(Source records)
____________
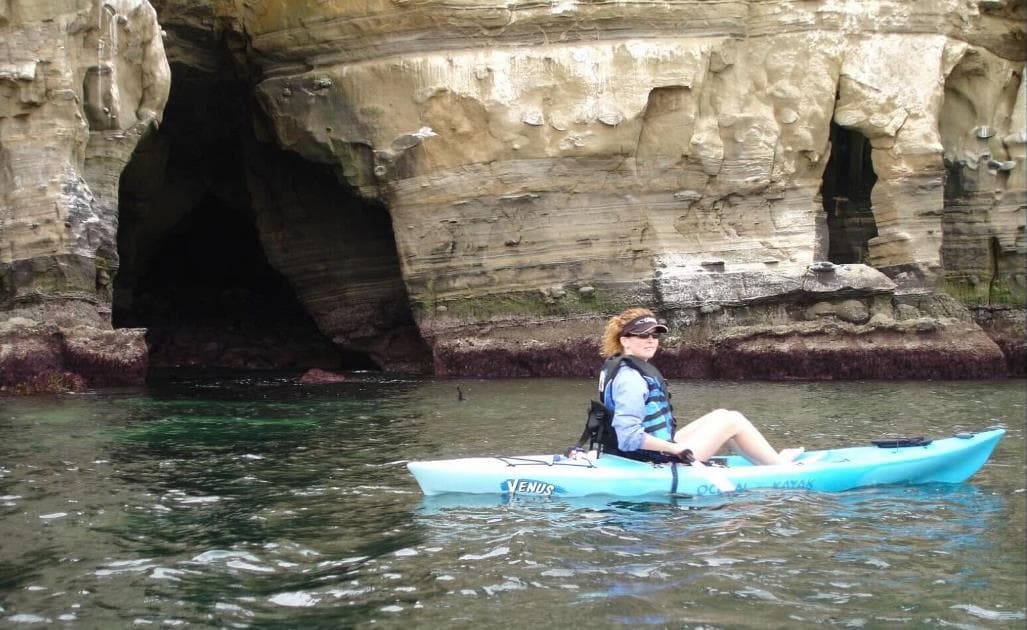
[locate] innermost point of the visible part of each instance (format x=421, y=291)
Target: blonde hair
x=615, y=328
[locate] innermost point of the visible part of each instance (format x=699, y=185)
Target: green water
x=254, y=503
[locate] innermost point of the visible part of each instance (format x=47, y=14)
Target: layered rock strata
x=544, y=160
x=511, y=173
x=79, y=85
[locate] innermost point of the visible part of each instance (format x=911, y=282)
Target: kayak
x=907, y=460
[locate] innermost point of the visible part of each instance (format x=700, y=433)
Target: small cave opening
x=845, y=191
x=192, y=266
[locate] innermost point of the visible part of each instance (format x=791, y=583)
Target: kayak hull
x=947, y=460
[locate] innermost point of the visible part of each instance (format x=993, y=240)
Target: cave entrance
x=208, y=298
x=193, y=270
x=848, y=180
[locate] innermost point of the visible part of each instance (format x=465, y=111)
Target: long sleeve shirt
x=629, y=394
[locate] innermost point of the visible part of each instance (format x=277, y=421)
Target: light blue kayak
x=948, y=460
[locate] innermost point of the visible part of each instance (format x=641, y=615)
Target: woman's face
x=643, y=347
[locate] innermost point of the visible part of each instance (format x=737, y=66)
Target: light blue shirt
x=629, y=394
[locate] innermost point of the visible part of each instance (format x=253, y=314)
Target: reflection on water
x=254, y=503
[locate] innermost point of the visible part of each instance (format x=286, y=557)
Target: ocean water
x=242, y=501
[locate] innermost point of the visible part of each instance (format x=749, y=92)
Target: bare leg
x=707, y=435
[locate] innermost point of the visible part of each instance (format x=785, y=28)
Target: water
x=250, y=502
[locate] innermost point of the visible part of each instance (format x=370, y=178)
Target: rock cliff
x=803, y=189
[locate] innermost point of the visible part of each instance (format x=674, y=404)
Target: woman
x=643, y=420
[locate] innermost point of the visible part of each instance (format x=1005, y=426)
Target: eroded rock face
x=80, y=83
x=671, y=154
x=516, y=172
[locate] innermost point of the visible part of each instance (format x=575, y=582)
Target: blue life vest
x=658, y=420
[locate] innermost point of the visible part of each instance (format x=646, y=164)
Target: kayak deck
x=949, y=460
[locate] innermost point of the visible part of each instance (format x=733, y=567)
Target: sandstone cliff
x=471, y=186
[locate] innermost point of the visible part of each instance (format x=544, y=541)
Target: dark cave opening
x=848, y=180
x=192, y=269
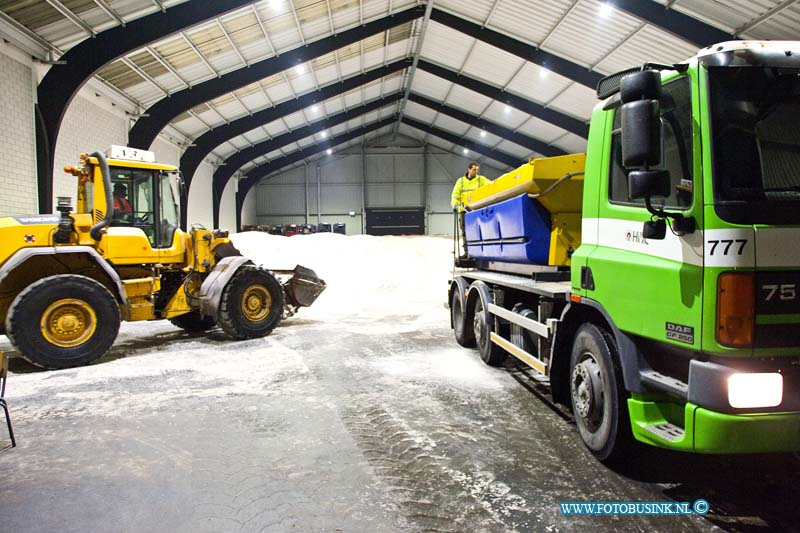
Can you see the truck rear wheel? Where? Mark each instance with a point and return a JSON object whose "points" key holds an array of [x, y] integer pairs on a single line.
{"points": [[251, 304], [63, 321], [462, 326], [491, 354], [193, 321], [598, 399]]}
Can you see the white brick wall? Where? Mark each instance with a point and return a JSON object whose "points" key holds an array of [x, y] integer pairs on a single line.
{"points": [[18, 190], [86, 127], [227, 209], [200, 199]]}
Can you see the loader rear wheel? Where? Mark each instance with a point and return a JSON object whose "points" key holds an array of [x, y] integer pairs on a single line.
{"points": [[251, 304], [63, 321], [193, 321]]}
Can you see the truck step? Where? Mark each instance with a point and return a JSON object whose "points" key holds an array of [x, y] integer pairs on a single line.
{"points": [[660, 382], [667, 431]]}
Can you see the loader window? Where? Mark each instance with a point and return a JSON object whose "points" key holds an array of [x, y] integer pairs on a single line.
{"points": [[133, 200], [169, 218], [676, 156]]}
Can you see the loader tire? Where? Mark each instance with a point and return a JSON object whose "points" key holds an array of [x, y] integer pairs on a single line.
{"points": [[193, 321], [63, 321], [251, 304]]}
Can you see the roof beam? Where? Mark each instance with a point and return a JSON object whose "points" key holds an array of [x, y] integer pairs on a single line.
{"points": [[413, 70], [551, 62], [241, 158], [72, 17], [765, 17], [258, 173], [63, 81], [497, 155], [571, 124], [161, 113], [204, 144], [110, 12], [686, 27], [505, 133]]}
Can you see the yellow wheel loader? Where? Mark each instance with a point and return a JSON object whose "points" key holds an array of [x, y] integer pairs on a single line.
{"points": [[67, 280]]}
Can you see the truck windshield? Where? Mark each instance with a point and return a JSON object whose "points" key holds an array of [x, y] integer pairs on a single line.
{"points": [[755, 112]]}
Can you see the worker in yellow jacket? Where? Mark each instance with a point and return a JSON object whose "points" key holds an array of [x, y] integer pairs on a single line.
{"points": [[469, 182]]}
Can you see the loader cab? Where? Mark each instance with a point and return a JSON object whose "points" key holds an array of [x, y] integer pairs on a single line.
{"points": [[146, 199]]}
____________
# [Task instructions]
When pictures appear in the records above, leave them out and reproduce exactly each line from the first through the line containing "(format x=700, y=433)", both included.

# [Reply]
[locate] innermost point of the visible part of each instance (format x=421, y=291)
Target: blonde hair
x=615, y=328
[locate] innermost point of the visible part of each instance (format x=699, y=185)
Target: green water
x=254, y=503
[locate] innermost point of the visible part of each instance (format x=47, y=14)
Target: layered rock strata
x=544, y=160
x=511, y=173
x=79, y=85
[locate] innermost point of the visible part of each instance (format x=911, y=282)
Target: kayak
x=907, y=460
[locate] innermost point of the visible part of each instance (format x=700, y=433)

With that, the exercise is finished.